REQUIREMENT 1: List every treatment for sleep apnea that the passage on sleep apnea below names.
REQUIREMENT 2: Reproduce the part of the passage on sleep apnea that opens with the words containing "Turns out this" and closes with "high blood pressure.".

TEXT SHOWN:
=-=-=

Turns out this common disorder, which often goes undiagnosed, leads to snoring, restless nights and, possibly, elevated blood pressure. That’s because, says the National Sleep Foundation, when your breathing is interrupted, the oxygen level in your body falls. Your brain then sends signals through your nervous system to increase the flow of oxygen to the heart and brain, thereby tightening up your blood vessels. Frequent drops in your blood oxygen level, along with reduced quality of sleep, can also trigger the release of stress hormones, which raise your heart rate and increase your risk for high blood pressure.
Lifestyle changes (like losing weight if you are overweight), mouthpieces, surgery and breathing devices can successfully treat sleep apnea.

=-=-=

RECORDED DATA:
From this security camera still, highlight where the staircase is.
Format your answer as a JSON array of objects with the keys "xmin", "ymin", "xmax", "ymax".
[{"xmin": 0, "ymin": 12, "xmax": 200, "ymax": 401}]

=-=-=

TASK SOLUTION 1:
- Lifestyle changes (like losing weight if you are overweight)
- Mouthpieces
- Surgery
- Breathing devices

TASK SOLUTION 2:
Turns out this common disorder, which often goes undiagnosed, leads to snoring, restless nights and, possibly, elevated blood pressure. That’s because, says the National Sleep Foundation, when your breathing is interrupted, the oxygen level in your body falls. Your brain then sends signals through your nervous system to increase the flow of oxygen to the heart and brain, thereby tightening up your blood vessels. Frequent drops in your blood oxygen level, along with reduced quality of sleep, can also trigger the release of stress hormones, which raise your heart rate and increase your risk for high blood pressure.